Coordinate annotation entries
----------------

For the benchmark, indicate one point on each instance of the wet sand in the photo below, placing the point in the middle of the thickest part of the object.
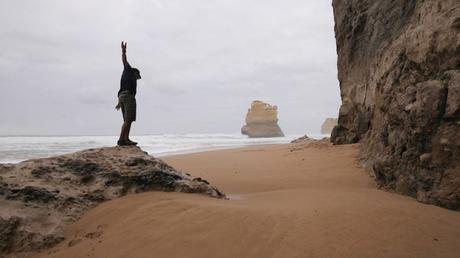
(302, 200)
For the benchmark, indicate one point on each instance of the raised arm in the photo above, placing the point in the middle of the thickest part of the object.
(123, 55)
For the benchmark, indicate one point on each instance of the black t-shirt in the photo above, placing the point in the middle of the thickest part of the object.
(128, 80)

----------------

Task details
Render the entries as a two-column CSV with the headers "prompt" and "point," one row per entry. Start with the line containing "of the raised" and continue through the end of the entries, putting each value in its own quoted field with line breaks replaced by spaces.

Result of the exercise
prompt,point
"For the benchmark, indicate one point on each instance of the raised arm in the photo above, placing the point in the middle of the thickest part of the object.","(123, 55)"
"For the benchmark, indicate one point on each instance of the black t-shirt in the photo above, placing the point in the middle of the thickest part of the object.","(128, 80)"